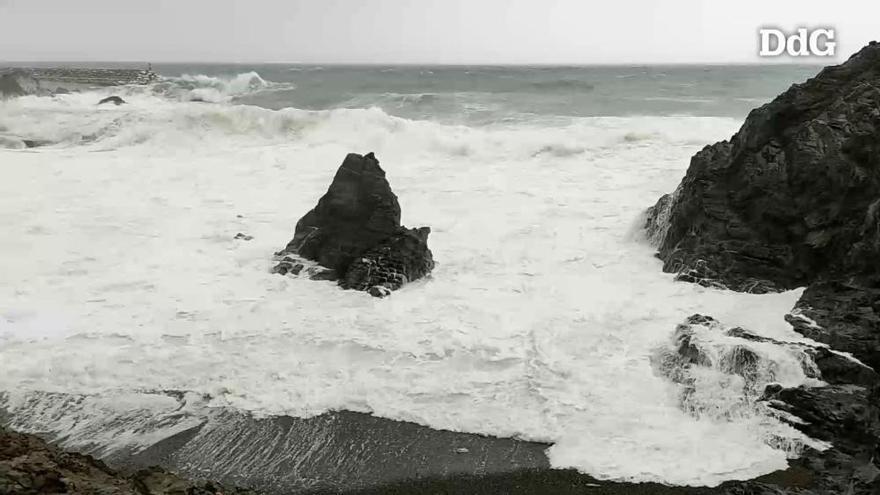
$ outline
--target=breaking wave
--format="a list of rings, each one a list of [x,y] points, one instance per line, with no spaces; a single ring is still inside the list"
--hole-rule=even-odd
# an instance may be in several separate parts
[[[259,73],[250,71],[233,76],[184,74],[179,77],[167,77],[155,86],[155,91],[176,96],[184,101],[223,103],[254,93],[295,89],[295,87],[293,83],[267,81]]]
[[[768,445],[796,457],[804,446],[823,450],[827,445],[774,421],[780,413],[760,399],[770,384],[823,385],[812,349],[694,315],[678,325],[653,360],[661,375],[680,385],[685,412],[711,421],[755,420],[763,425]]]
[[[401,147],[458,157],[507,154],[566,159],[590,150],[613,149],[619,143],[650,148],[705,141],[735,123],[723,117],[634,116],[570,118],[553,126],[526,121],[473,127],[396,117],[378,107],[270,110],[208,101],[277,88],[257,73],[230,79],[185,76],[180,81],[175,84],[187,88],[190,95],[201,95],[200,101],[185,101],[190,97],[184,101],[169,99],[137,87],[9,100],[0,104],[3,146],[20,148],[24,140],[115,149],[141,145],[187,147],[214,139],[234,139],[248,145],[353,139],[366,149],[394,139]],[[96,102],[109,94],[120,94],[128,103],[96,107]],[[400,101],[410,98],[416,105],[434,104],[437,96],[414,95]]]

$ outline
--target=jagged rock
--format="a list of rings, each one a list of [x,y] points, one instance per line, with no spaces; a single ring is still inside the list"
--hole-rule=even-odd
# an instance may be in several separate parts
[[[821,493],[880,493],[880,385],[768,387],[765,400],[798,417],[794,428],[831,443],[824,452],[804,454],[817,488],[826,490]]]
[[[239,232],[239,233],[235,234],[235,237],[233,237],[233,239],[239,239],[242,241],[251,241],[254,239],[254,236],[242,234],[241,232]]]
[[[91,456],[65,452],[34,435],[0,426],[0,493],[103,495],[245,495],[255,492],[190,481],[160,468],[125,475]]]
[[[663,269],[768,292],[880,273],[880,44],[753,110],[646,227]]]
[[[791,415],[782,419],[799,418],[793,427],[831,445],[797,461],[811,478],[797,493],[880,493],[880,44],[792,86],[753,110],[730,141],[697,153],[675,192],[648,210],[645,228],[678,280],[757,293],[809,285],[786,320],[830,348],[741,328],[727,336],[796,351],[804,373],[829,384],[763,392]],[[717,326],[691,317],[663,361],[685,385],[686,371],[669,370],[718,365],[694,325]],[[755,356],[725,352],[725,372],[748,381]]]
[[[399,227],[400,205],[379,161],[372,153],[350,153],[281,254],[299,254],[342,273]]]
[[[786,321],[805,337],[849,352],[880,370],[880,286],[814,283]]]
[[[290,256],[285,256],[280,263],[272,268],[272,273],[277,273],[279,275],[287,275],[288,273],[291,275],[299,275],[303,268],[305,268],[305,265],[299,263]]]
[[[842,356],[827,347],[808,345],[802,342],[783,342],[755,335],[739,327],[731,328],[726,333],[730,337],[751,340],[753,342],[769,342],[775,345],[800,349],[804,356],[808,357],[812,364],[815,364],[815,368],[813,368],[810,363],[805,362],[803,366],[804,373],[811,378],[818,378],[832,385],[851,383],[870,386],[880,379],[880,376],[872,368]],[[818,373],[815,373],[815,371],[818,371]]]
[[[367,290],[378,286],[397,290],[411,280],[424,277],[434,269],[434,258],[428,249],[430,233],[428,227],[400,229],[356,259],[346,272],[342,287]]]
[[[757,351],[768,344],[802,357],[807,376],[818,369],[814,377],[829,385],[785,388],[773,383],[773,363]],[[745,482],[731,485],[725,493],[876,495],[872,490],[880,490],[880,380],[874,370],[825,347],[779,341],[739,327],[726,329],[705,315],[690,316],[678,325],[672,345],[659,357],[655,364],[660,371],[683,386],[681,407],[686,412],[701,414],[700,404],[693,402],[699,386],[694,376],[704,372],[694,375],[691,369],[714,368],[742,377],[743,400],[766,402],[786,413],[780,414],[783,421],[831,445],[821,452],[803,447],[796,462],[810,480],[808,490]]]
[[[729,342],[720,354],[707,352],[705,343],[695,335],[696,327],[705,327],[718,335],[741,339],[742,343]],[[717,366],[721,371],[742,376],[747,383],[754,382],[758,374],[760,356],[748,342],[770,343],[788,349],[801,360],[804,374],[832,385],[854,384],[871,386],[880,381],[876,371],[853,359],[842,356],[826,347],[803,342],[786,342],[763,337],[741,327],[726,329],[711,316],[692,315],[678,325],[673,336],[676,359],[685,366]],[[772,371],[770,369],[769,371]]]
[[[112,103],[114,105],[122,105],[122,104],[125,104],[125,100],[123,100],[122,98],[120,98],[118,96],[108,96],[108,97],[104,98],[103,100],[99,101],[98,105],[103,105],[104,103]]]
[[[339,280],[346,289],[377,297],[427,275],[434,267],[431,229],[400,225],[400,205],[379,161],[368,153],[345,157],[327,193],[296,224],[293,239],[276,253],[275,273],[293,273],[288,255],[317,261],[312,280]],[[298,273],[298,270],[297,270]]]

* * *

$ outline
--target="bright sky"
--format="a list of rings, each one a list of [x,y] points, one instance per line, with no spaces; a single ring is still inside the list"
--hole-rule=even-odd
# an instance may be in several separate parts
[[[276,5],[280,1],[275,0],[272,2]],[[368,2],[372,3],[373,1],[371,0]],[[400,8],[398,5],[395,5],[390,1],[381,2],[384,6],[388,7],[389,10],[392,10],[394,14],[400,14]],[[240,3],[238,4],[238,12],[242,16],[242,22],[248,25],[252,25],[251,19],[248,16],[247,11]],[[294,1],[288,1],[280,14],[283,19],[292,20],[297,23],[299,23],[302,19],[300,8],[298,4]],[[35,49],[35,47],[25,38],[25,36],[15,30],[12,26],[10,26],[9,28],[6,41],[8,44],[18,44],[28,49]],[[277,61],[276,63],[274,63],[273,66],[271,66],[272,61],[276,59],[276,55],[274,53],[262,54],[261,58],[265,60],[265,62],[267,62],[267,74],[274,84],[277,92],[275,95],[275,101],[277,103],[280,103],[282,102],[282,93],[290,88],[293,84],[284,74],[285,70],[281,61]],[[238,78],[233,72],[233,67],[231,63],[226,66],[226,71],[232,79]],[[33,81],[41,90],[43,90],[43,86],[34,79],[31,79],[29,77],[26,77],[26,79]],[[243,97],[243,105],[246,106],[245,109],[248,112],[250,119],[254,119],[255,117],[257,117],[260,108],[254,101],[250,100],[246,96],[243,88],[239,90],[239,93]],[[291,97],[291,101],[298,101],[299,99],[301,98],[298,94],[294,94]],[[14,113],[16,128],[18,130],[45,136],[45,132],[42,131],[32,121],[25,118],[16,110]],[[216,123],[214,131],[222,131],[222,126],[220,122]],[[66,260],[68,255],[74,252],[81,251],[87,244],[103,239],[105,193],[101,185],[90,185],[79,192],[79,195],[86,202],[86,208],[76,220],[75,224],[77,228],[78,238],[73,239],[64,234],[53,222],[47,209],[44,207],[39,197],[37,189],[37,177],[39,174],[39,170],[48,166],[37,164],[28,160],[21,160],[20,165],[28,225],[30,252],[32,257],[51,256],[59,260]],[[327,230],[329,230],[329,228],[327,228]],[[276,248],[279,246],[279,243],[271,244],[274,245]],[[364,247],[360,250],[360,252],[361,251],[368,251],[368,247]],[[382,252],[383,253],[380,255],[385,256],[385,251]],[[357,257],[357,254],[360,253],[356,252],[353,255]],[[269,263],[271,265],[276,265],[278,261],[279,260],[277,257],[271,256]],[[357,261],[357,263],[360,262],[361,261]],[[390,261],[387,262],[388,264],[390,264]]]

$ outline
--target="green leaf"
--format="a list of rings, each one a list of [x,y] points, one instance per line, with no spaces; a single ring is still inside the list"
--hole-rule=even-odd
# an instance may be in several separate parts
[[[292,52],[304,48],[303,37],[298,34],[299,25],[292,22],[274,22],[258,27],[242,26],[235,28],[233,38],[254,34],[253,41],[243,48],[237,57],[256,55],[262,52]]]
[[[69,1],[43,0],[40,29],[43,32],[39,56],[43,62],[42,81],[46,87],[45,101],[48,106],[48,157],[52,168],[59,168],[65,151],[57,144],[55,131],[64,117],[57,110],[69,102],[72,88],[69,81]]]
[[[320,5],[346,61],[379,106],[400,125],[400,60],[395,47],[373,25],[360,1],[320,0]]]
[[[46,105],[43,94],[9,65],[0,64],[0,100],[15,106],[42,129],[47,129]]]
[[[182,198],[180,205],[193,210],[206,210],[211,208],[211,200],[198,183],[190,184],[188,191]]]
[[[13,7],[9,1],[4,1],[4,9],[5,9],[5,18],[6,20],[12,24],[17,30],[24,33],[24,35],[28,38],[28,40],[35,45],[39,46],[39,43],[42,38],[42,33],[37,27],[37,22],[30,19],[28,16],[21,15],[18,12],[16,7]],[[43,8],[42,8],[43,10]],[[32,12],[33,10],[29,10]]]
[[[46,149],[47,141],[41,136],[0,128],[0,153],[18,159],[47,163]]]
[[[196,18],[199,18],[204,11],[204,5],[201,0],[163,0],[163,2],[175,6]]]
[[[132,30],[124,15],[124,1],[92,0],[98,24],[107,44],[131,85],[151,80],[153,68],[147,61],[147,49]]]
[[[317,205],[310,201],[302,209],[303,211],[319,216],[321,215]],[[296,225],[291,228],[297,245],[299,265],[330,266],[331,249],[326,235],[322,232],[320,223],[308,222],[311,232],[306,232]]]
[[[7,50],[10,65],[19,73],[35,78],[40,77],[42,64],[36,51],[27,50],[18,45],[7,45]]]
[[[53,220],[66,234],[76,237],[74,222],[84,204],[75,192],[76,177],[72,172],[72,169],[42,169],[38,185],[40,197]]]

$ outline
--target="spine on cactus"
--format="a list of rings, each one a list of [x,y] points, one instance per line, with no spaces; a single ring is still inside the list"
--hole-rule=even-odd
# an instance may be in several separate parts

■ What to produce
Check each line of the entries, and copy the ones that contain "target".

■ Task answer
--target=breaking wave
--target=jagged rock
--target="bright sky"
--target="green leaf"
--target="spine on cactus"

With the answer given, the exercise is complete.